## Work required
Copy every line of the items below, requests included, but multiply each coordinate in the answer points by 1.55 and round it to a whole number, rounding halves up; keep the request lines and their sample coordinates unchanged. Leave the pictures out of your answer.

## Material provided
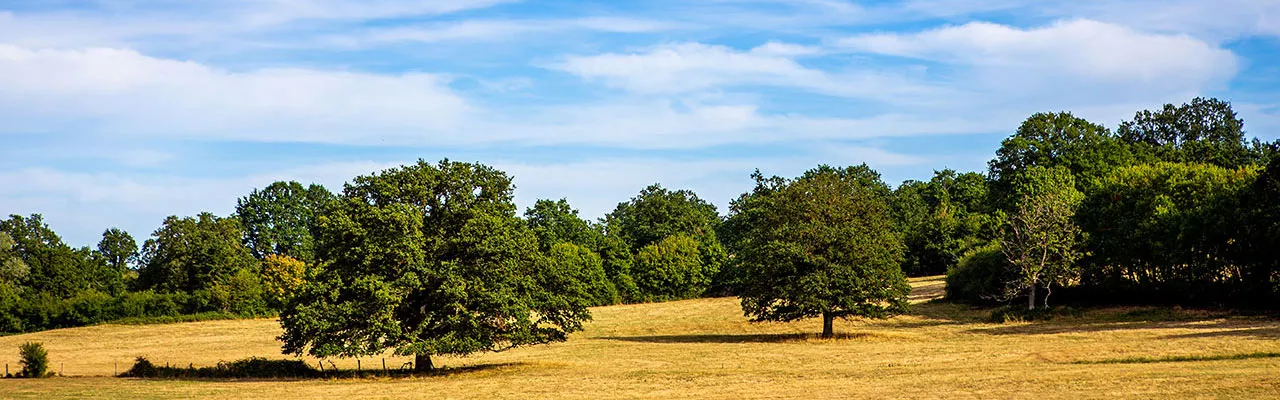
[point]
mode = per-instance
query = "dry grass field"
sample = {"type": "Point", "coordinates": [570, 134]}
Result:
{"type": "Point", "coordinates": [707, 349]}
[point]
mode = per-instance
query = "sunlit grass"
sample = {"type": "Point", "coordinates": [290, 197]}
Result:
{"type": "Point", "coordinates": [708, 349]}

## Problem solution
[point]
mode = per-instance
query = "dry grass field"
sample = {"type": "Point", "coordinates": [570, 134]}
Result:
{"type": "Point", "coordinates": [1096, 541]}
[point]
mode = per-instance
query = "sunlit grass"
sample = {"type": "Point", "coordinates": [290, 197]}
Result:
{"type": "Point", "coordinates": [1097, 541]}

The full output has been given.